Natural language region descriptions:
·····

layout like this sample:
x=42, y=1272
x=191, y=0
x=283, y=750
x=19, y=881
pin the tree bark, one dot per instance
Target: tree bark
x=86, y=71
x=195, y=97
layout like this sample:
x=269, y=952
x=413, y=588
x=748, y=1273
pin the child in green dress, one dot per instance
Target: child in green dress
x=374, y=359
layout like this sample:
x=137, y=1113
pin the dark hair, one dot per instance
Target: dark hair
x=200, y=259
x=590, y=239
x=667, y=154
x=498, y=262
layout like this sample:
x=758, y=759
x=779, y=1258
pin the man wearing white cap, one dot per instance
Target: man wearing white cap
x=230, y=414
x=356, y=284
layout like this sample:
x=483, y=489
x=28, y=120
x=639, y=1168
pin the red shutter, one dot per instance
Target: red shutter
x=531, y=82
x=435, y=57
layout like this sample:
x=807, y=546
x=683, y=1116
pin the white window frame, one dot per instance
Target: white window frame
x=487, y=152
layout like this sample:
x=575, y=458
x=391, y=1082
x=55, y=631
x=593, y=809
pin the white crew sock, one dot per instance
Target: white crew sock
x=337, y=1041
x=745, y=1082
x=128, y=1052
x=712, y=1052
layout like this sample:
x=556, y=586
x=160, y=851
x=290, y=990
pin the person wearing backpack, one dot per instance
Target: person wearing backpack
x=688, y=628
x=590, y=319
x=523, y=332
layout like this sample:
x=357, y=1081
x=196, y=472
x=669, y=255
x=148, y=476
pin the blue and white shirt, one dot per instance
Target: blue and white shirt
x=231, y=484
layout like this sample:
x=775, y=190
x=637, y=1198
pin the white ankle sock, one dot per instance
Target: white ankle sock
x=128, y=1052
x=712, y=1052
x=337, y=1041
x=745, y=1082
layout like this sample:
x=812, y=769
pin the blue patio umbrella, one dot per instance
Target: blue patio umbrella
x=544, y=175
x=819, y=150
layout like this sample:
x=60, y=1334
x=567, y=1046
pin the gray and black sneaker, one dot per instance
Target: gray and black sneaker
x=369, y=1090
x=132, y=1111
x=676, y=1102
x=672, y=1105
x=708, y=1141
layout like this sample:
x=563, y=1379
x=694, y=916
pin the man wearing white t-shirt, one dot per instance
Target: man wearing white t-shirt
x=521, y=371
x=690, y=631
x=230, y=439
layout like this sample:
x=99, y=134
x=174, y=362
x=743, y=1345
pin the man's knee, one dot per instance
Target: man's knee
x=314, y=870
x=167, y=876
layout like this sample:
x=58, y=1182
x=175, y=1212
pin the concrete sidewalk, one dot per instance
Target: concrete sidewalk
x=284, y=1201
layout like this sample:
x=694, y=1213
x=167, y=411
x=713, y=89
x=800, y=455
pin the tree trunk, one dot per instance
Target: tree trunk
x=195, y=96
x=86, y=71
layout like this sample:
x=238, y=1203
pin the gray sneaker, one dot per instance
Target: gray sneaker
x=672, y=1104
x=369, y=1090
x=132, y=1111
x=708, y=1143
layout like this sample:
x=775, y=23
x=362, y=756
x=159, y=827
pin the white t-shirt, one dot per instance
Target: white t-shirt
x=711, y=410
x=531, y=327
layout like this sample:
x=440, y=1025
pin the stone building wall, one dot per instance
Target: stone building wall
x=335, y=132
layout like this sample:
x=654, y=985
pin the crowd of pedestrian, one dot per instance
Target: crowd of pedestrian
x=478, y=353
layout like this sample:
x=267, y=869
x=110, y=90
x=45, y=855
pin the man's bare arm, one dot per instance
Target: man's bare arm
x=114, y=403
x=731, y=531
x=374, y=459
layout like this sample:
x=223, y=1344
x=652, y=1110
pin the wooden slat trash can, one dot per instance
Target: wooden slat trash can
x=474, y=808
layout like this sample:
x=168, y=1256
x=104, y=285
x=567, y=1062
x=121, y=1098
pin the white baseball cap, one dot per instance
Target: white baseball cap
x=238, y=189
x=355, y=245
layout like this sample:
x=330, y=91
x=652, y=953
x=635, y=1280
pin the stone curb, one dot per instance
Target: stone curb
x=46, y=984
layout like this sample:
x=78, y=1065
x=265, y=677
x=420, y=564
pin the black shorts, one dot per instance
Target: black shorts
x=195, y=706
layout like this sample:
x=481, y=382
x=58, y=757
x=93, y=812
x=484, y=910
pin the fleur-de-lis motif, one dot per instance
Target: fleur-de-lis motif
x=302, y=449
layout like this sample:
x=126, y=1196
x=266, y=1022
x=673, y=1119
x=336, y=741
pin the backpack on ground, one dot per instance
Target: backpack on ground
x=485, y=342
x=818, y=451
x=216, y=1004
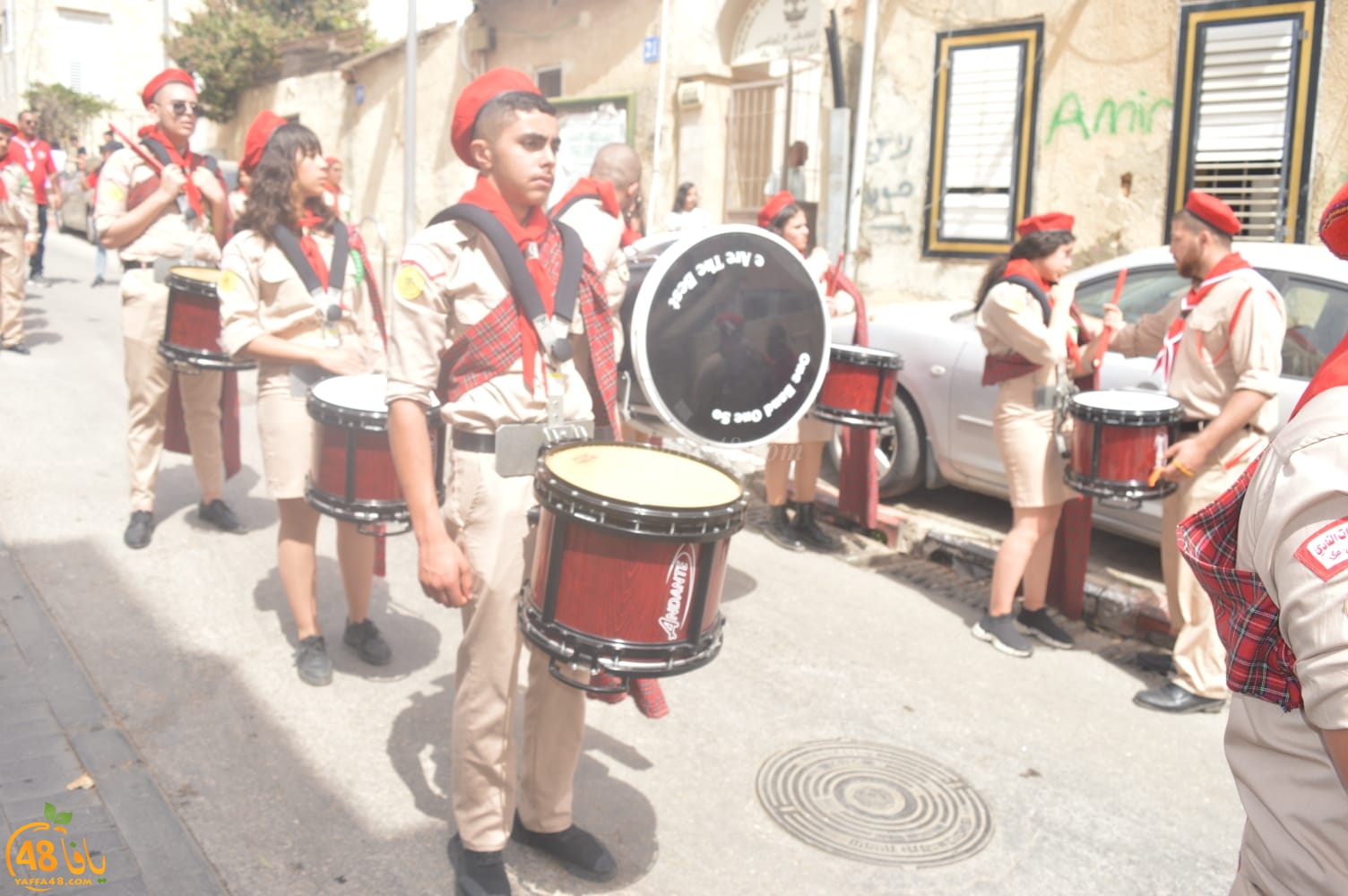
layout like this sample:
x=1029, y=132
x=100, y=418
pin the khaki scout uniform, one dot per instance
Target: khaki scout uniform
x=1214, y=358
x=168, y=240
x=1010, y=321
x=261, y=293
x=449, y=280
x=1296, y=840
x=18, y=222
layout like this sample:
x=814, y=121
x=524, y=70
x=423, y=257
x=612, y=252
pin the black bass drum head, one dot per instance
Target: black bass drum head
x=728, y=336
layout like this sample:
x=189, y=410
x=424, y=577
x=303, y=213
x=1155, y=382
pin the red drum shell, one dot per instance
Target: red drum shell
x=192, y=325
x=623, y=594
x=859, y=387
x=1115, y=448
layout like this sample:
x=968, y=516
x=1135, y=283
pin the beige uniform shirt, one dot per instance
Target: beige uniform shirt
x=168, y=236
x=1220, y=350
x=261, y=294
x=449, y=280
x=1294, y=537
x=21, y=209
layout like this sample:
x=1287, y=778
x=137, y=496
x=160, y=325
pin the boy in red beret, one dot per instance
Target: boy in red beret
x=157, y=217
x=1220, y=352
x=454, y=306
x=18, y=241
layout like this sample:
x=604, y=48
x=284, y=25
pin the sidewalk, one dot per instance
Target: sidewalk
x=61, y=745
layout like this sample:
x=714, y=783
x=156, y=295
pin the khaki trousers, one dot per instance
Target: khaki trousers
x=1198, y=657
x=13, y=271
x=487, y=516
x=143, y=307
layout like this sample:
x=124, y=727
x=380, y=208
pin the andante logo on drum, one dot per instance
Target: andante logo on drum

·····

* EXERCISE GOAL:
Find every line in the data above that holds the string "andante". Give the number of such lines and nothing else.

* ANSWER SPACE:
2